- **SELECTED TEXT**
## start
After the Kano Tribunal judgment, there are two more appeal windows available to the parties, viz, the Court of Appeal and then the Supreme Court.

Now that the Kano State Governorship Election Tribunal has in a virtual judgment overruled the declaration of Governor Abba Yusuf, and then ordered for the return of the APC candidate Nasiru Yusuf Gawuna.

Many people ignorant of the Electoral Act of 2022, are asking what will happen to Governor Abba Kabir.

Here are some answers to your questions

1-If Governor Yusuf filed an appeal with the Court of Appeal within 14 days of the delivery of that Tribunal judgment, then he will continue in office as the Governor, until after the determination of his appeal by the Court of Appeal, not later than 60 days from the date of filing.

2-If Governor Abba loses his appeal at the Court of Appeal, then he will continue as the Governor, if he files another appeal before the Supreme Court, within 14 days from the date of the determination of that appeal.
## end
- **REQUIRED TASKS**
[1] In the passage on the Kano tribunal appeals, how long does the Court of Appeal have to decide Governor Yusuf's appeal?
[2] Pick up the passage on the Kano tribunal appeals where it stops and continue it.

- **RECORD EXTRACTS**
## start
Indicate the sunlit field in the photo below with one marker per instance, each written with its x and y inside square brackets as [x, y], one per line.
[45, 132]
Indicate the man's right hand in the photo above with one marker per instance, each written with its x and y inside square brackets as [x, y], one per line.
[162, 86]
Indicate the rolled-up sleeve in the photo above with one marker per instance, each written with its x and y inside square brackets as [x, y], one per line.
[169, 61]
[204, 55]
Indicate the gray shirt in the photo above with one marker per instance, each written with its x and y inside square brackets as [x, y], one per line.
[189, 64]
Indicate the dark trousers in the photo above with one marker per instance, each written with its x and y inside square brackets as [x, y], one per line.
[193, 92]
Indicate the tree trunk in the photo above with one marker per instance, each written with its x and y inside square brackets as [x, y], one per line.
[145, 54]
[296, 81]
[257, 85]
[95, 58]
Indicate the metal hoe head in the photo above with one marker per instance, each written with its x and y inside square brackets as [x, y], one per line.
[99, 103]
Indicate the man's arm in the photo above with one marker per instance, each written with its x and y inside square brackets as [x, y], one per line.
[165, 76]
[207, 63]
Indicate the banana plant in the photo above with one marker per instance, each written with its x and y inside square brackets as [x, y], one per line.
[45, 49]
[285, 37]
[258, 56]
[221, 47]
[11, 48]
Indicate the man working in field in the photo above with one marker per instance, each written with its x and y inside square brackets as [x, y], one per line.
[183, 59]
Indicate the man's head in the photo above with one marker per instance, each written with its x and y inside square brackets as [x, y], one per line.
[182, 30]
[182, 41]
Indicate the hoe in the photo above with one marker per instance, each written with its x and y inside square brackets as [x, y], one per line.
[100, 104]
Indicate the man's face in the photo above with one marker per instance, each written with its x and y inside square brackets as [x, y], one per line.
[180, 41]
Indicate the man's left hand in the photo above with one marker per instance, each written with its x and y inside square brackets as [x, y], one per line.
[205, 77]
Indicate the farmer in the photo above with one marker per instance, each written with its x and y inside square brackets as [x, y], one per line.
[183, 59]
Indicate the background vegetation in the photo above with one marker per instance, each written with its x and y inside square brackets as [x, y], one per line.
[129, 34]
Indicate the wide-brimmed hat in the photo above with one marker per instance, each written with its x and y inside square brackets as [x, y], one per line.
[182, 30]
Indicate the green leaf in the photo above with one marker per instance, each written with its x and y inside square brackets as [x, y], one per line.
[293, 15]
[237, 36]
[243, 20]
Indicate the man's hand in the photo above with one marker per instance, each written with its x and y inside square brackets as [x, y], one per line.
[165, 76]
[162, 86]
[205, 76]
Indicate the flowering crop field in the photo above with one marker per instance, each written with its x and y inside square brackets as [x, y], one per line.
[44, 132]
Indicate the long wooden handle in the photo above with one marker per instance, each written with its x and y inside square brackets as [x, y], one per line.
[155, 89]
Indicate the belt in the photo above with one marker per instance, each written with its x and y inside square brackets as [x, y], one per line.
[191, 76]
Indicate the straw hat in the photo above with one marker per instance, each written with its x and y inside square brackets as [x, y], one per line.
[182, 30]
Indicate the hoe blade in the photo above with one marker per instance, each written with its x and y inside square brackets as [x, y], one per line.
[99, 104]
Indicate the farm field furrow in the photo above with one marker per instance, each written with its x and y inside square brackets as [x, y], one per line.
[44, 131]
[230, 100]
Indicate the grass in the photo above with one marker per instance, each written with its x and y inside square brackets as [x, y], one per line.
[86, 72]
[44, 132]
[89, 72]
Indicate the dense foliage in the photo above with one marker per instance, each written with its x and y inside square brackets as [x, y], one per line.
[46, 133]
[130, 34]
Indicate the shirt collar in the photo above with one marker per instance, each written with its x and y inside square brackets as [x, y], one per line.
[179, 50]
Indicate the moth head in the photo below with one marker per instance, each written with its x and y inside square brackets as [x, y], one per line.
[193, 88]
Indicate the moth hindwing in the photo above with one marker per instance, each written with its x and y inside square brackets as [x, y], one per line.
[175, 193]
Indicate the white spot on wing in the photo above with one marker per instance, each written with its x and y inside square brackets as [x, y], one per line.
## end
- **RESULTS OF THE EXERCISE**
[1] It must decide the appeal not later than 60 days from the date of filing.

[2]
3-Now the Apex Court is granted only 60 days within which to determine that appeal.

4-If Governor Abba succeeds in that appeal, then that will be the end of that legal battle, and he will continue in office for the remainder of his 4-year term.

5-If Abba loses and the Supreme Court in its wisdom decides that the Kano Tribunal was right in its decision, then he will cease to be the Governor from that date, and Gawuna will be sworn in as the new Executive Governor of Kano State.

6-Gawuna will be expected to serve for the remainder of Abba’s 4-year term.

7-However if the Apex Court orders a rerun in respect of those polling units where the 165,000 votes were declared invalid, so be it.

8-Whosever wins in the rerun will assume office for the remainder of the 4-year term beginning from May,29,2023.

Then the Electoral litigations circle will recommence all over again, up to the Apex Court.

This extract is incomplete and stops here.